◆ **DATASET ENTRIES**
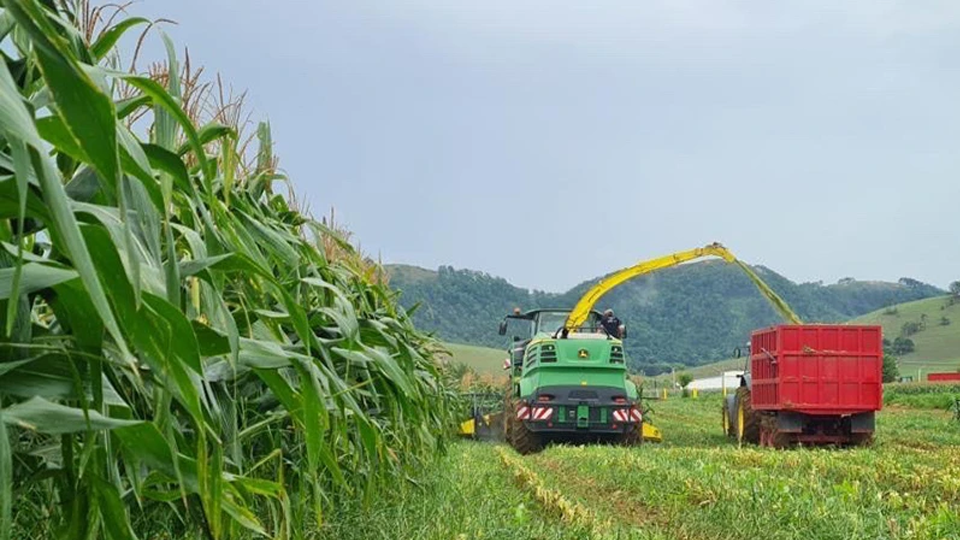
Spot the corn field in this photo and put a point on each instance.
(181, 354)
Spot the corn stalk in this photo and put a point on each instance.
(176, 352)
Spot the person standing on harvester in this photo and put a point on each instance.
(611, 324)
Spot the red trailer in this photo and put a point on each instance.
(813, 384)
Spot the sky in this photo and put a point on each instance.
(550, 141)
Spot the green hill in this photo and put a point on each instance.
(689, 315)
(937, 342)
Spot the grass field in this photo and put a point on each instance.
(696, 485)
(938, 346)
(480, 359)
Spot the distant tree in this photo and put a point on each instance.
(910, 328)
(902, 346)
(891, 372)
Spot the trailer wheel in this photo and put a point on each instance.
(728, 427)
(770, 436)
(748, 421)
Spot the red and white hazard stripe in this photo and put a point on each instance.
(541, 413)
(627, 415)
(534, 413)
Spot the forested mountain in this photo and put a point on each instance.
(691, 314)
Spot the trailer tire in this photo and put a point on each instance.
(728, 428)
(748, 421)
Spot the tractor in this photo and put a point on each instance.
(568, 384)
(569, 377)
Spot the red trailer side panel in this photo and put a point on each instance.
(817, 369)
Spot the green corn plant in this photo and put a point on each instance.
(178, 352)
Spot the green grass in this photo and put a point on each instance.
(938, 347)
(480, 359)
(699, 484)
(467, 495)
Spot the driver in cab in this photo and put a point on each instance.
(611, 324)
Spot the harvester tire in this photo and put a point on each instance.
(747, 420)
(515, 432)
(522, 439)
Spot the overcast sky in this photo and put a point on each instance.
(551, 141)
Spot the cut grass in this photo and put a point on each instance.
(468, 494)
(697, 484)
(480, 359)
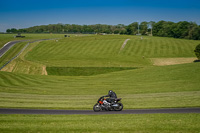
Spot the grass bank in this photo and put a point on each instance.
(151, 123)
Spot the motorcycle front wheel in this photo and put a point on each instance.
(119, 108)
(96, 108)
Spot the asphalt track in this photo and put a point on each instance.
(91, 112)
(7, 46)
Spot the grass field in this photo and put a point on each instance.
(83, 68)
(155, 123)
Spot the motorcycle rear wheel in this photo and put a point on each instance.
(96, 107)
(119, 108)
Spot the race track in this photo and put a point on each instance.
(91, 112)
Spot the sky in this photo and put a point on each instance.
(27, 13)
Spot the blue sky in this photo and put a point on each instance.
(27, 13)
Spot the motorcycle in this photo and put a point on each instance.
(103, 105)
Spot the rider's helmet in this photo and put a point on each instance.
(110, 92)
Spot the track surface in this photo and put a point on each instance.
(7, 46)
(91, 112)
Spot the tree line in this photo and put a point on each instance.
(182, 29)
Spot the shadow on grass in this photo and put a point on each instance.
(84, 71)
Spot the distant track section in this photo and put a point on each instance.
(123, 45)
(91, 112)
(7, 46)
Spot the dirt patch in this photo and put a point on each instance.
(44, 71)
(171, 61)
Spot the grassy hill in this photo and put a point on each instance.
(82, 68)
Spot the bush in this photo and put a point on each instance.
(197, 51)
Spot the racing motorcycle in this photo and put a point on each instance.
(103, 105)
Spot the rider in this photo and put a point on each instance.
(112, 96)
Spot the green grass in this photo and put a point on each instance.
(151, 123)
(92, 65)
(11, 53)
(153, 87)
(95, 51)
(4, 38)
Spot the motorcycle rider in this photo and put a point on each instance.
(112, 96)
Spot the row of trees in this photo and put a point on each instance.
(182, 29)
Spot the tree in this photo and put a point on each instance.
(197, 51)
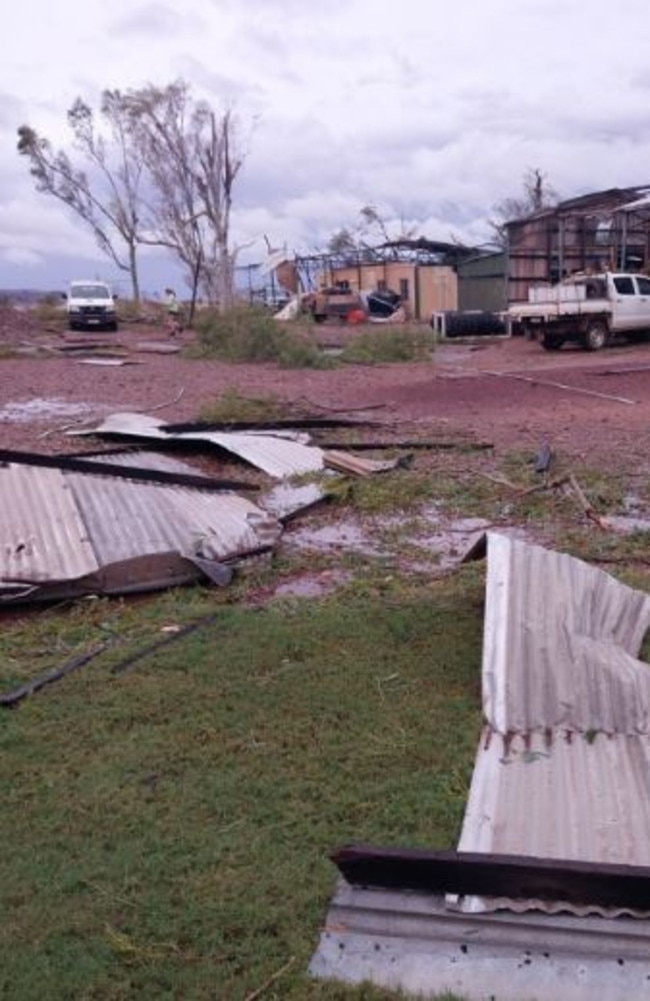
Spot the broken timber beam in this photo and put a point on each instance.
(518, 877)
(12, 699)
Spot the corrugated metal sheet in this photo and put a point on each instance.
(560, 644)
(562, 772)
(279, 454)
(97, 533)
(559, 795)
(411, 941)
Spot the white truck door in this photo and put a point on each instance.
(643, 298)
(627, 311)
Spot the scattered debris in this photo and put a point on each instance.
(561, 385)
(68, 532)
(553, 858)
(178, 634)
(11, 699)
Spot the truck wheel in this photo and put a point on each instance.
(552, 341)
(596, 335)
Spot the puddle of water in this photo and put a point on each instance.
(311, 586)
(451, 542)
(440, 549)
(628, 524)
(349, 536)
(42, 409)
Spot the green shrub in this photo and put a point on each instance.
(249, 333)
(391, 343)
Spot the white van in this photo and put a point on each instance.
(90, 304)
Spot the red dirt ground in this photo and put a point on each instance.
(510, 392)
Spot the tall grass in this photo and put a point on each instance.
(249, 333)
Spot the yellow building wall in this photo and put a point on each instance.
(432, 287)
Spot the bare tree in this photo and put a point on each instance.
(189, 153)
(536, 195)
(104, 192)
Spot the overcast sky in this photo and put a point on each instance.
(432, 111)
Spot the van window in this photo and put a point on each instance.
(624, 285)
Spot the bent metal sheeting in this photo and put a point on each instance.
(64, 534)
(279, 454)
(563, 767)
(562, 773)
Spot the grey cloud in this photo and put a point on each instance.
(12, 111)
(152, 19)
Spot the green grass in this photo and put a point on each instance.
(249, 333)
(166, 830)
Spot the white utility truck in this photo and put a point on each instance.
(90, 304)
(589, 309)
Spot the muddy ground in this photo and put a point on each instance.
(589, 406)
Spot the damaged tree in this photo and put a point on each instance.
(106, 195)
(189, 151)
(536, 194)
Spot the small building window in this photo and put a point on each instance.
(624, 286)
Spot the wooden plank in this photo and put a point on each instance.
(518, 877)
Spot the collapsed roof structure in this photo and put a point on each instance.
(548, 895)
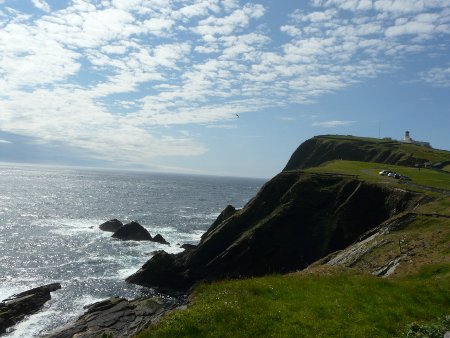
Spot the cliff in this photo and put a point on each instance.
(295, 219)
(301, 216)
(321, 149)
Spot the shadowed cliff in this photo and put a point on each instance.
(295, 219)
(321, 149)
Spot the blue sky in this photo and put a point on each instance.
(159, 84)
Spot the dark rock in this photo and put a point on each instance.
(188, 247)
(321, 149)
(163, 270)
(160, 239)
(112, 225)
(117, 317)
(295, 219)
(133, 231)
(15, 308)
(225, 214)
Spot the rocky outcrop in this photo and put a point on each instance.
(296, 219)
(188, 247)
(321, 149)
(225, 214)
(132, 231)
(112, 225)
(15, 308)
(117, 317)
(159, 239)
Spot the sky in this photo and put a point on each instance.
(216, 87)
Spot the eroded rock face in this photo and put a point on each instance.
(321, 149)
(112, 225)
(15, 308)
(116, 317)
(159, 239)
(225, 214)
(132, 231)
(296, 219)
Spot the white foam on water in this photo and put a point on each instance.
(124, 273)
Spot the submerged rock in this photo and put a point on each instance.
(117, 317)
(296, 219)
(188, 247)
(112, 225)
(159, 239)
(15, 308)
(224, 215)
(132, 231)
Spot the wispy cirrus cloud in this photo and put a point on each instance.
(437, 77)
(41, 4)
(332, 124)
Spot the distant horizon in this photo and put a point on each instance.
(217, 87)
(145, 171)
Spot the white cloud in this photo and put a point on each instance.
(437, 77)
(41, 4)
(332, 124)
(110, 76)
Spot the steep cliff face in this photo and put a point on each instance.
(295, 219)
(320, 149)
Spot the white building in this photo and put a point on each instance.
(408, 139)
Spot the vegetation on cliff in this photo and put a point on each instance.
(321, 149)
(331, 216)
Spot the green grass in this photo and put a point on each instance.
(369, 171)
(406, 150)
(310, 305)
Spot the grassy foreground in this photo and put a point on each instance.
(368, 171)
(340, 304)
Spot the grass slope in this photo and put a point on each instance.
(431, 154)
(343, 304)
(368, 171)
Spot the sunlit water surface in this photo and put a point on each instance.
(49, 230)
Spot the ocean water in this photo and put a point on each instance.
(49, 232)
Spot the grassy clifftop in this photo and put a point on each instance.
(363, 226)
(320, 149)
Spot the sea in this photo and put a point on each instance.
(49, 218)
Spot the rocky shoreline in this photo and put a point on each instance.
(119, 317)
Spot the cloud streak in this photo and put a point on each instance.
(332, 124)
(110, 77)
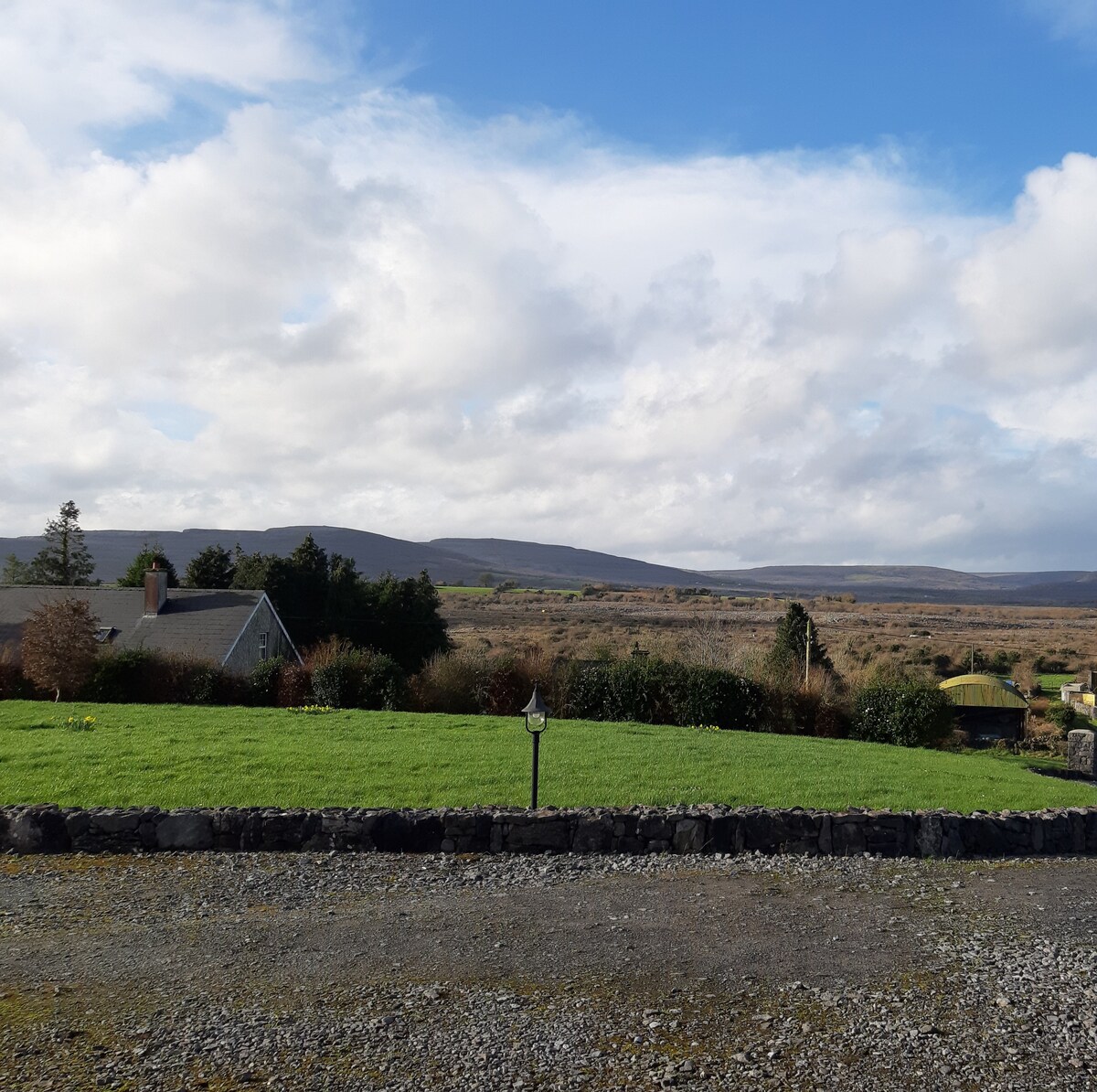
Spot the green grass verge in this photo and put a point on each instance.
(186, 755)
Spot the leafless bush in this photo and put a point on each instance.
(59, 646)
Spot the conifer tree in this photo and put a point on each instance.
(65, 560)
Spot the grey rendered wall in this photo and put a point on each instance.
(248, 652)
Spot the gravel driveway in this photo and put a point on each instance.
(378, 971)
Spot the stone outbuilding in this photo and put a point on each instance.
(987, 708)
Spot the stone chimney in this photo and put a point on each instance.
(156, 591)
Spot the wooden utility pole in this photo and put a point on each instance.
(807, 656)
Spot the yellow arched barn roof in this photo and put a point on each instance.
(985, 691)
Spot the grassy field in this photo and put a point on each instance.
(1050, 684)
(180, 755)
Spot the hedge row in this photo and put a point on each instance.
(648, 691)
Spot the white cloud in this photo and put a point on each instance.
(1068, 19)
(398, 318)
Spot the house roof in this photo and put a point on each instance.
(202, 624)
(985, 691)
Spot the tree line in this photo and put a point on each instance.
(316, 595)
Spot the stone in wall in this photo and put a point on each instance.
(1080, 752)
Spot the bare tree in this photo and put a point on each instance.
(59, 646)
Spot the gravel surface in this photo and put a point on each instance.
(379, 971)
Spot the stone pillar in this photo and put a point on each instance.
(1080, 752)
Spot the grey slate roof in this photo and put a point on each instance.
(201, 624)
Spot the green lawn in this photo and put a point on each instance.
(1050, 684)
(180, 755)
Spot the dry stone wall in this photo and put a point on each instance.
(705, 829)
(1080, 752)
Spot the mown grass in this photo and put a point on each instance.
(186, 755)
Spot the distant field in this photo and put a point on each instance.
(462, 590)
(1050, 684)
(178, 755)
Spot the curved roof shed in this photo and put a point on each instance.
(987, 707)
(985, 691)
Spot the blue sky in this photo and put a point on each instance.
(712, 284)
(979, 92)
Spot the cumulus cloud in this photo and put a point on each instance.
(392, 316)
(1068, 19)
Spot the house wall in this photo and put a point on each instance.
(248, 651)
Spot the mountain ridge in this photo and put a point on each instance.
(466, 560)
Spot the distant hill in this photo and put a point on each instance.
(919, 583)
(536, 564)
(373, 553)
(566, 563)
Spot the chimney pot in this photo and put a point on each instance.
(156, 591)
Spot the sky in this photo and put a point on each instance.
(708, 283)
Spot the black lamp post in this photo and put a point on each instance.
(537, 722)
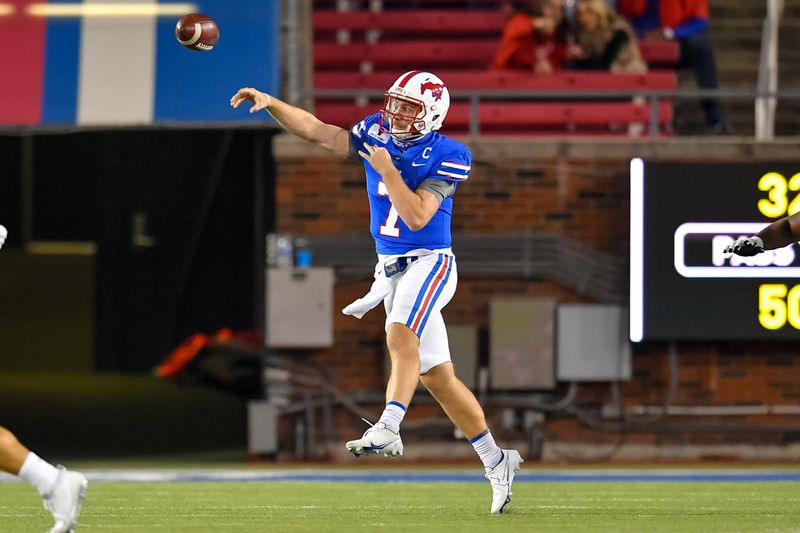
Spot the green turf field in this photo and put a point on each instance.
(429, 507)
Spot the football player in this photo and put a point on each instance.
(412, 174)
(62, 490)
(780, 233)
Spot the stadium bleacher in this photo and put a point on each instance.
(366, 50)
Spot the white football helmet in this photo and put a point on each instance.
(414, 105)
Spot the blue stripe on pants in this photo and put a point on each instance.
(435, 297)
(423, 290)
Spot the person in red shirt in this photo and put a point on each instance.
(685, 21)
(534, 38)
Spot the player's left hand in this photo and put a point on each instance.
(248, 94)
(745, 247)
(379, 158)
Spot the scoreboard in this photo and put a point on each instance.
(682, 285)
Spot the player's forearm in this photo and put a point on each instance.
(296, 121)
(781, 233)
(407, 203)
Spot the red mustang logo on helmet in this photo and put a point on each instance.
(435, 89)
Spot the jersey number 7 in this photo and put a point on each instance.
(389, 228)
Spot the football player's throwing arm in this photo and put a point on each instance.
(296, 120)
(780, 233)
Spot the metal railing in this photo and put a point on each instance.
(765, 107)
(653, 97)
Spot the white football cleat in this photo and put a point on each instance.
(65, 500)
(501, 477)
(377, 439)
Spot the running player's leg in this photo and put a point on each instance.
(12, 452)
(62, 491)
(426, 286)
(463, 409)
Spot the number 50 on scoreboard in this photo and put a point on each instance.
(682, 285)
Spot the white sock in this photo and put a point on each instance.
(489, 452)
(392, 415)
(39, 473)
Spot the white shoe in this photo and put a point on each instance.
(65, 500)
(501, 477)
(377, 439)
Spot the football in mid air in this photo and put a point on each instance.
(197, 32)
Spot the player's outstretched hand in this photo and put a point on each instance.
(257, 98)
(746, 247)
(378, 157)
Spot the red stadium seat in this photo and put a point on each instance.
(431, 21)
(462, 53)
(463, 80)
(660, 52)
(531, 117)
(446, 53)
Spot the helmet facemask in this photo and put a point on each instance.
(402, 117)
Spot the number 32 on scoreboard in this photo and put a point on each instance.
(778, 203)
(777, 304)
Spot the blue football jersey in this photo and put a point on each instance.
(432, 157)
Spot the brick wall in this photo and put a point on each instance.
(576, 189)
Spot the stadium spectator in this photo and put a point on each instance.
(534, 38)
(61, 490)
(603, 41)
(780, 233)
(685, 21)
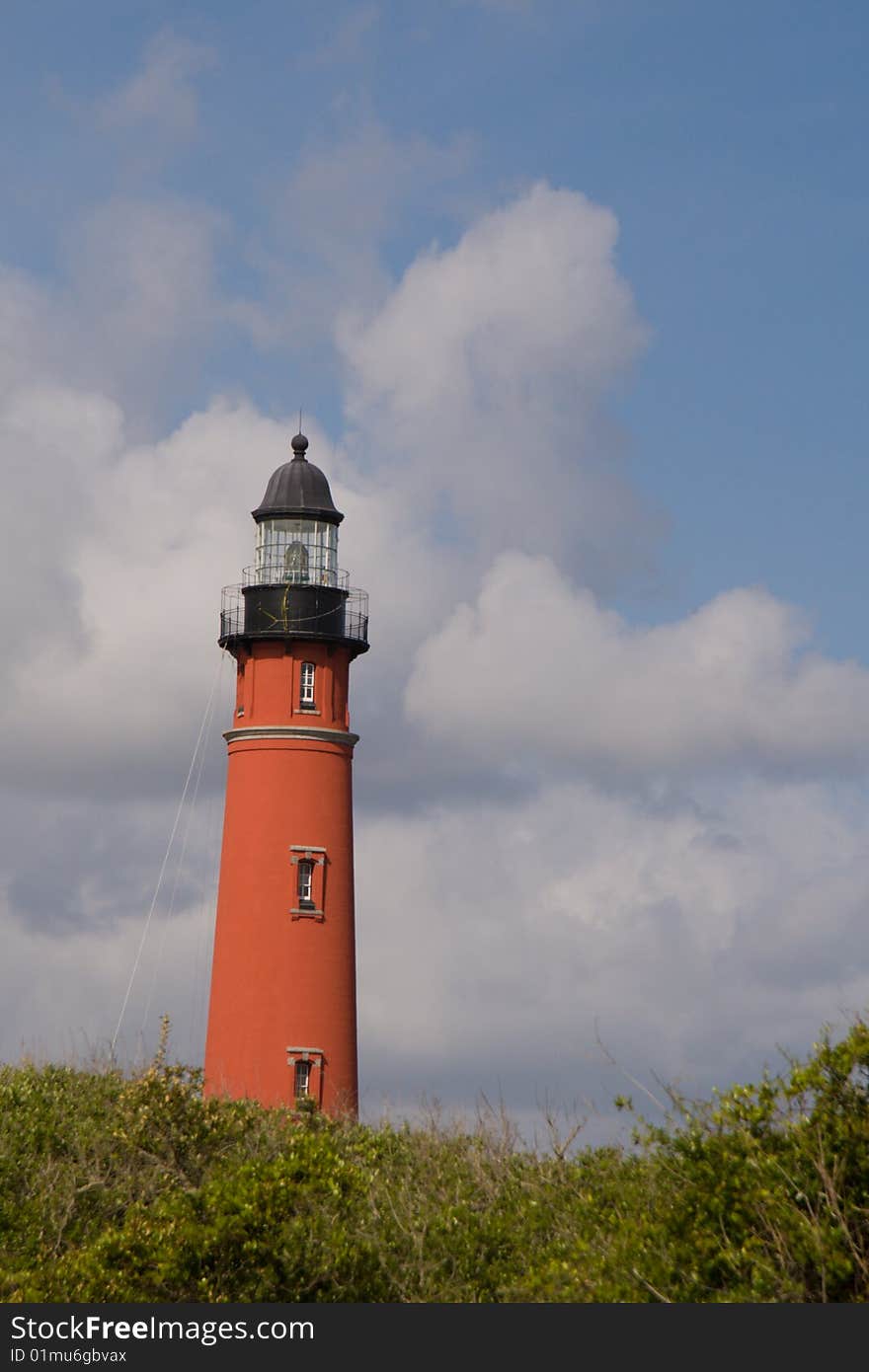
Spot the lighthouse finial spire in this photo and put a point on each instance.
(299, 443)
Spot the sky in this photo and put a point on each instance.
(573, 299)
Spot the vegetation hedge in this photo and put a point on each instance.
(136, 1188)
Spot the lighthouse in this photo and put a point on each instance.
(281, 1014)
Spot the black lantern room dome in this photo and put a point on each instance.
(298, 490)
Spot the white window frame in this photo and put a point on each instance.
(308, 678)
(301, 1077)
(306, 882)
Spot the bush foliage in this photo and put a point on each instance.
(136, 1188)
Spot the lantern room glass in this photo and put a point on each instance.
(302, 552)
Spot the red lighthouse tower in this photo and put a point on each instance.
(281, 1017)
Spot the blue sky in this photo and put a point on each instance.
(729, 140)
(272, 204)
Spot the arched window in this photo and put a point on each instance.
(306, 686)
(306, 883)
(302, 1077)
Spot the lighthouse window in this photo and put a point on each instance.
(302, 1076)
(295, 563)
(306, 689)
(306, 879)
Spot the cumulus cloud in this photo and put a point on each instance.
(344, 200)
(161, 95)
(690, 935)
(482, 382)
(538, 668)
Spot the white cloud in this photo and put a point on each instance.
(693, 936)
(540, 670)
(161, 95)
(481, 383)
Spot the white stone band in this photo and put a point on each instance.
(319, 735)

◆ **WHAT IS NEEDED**
Leave the pictures out, and retype exactly the lines from the one containing "Spot the brick" through the last line of the entries above, both included.

◆ **EXERCISE ANSWER**
Spot the brick wall in this photo and put a point on each instance.
(576, 189)
Spot the stadium spectator in this photo and put a point on each instance.
(534, 38)
(61, 490)
(603, 41)
(780, 233)
(685, 21)
Spot the lighthouse finial spire in this photo and put a point on each instance.
(299, 443)
Spot the sky in this photo and put a point on each instance.
(573, 299)
Spot the vegetation hedge in this photo and put a point on each instance.
(136, 1188)
Spot the lighthouse in this photo and put a point on each instance.
(281, 1014)
Spot the black lantern room dome in this photo and put a point on each instance.
(298, 490)
Spot the white window frame in this photo and put a point on each instance.
(308, 678)
(301, 1077)
(306, 882)
Spot the bush foliage in this photo and put a point on each instance.
(136, 1188)
Spot the lantern room glass in this photo and put a point on each instance.
(302, 552)
Spot the red lighthouse tower in this photo and put a point on each instance.
(281, 1017)
Spot the blue sky in this photo and put a point on each instance.
(729, 140)
(272, 204)
Spot the arched window in this photo and put a point on each instance.
(306, 686)
(306, 883)
(302, 1077)
Spot the lighthouse window in this photo and put a point on each instance.
(302, 1076)
(295, 563)
(306, 689)
(306, 879)
Spot the cumulus cloud in this photo and put a point on each instance.
(344, 200)
(161, 95)
(690, 935)
(482, 382)
(538, 668)
Spot the white cloud in this photo and put a point on each instance.
(693, 936)
(540, 670)
(161, 95)
(481, 383)
Spot the white stone band in this photo and put a point on each instance.
(319, 735)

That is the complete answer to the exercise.